** start **
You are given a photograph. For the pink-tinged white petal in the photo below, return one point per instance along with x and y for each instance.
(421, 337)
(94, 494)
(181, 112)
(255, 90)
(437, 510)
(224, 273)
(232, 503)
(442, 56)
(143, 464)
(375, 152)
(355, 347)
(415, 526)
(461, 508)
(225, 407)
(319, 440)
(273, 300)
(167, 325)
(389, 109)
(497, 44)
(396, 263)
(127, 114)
** end **
### Given request
Convert the records above into a Markdown table with the columns Row and Line. Give each non-blank line its own row, numbered in order, and skip any blank lines.

### Task solution
| Row | Line |
|---|---|
| 1 | You are given a photograph. For the pink-tinged white petal in the photo below, return one point per instance along with x and y for each instance. |
| 2 | (421, 337) |
| 3 | (94, 494) |
| 4 | (181, 112) |
| 5 | (255, 90) |
| 6 | (437, 510) |
| 7 | (224, 273) |
| 8 | (232, 503) |
| 9 | (442, 56) |
| 10 | (143, 464) |
| 11 | (375, 152) |
| 12 | (355, 347) |
| 13 | (415, 526) |
| 14 | (461, 508) |
| 15 | (225, 407) |
| 16 | (319, 440) |
| 17 | (273, 300) |
| 18 | (167, 325) |
| 19 | (389, 109) |
| 20 | (497, 44) |
| 21 | (396, 263) |
| 22 | (127, 114) |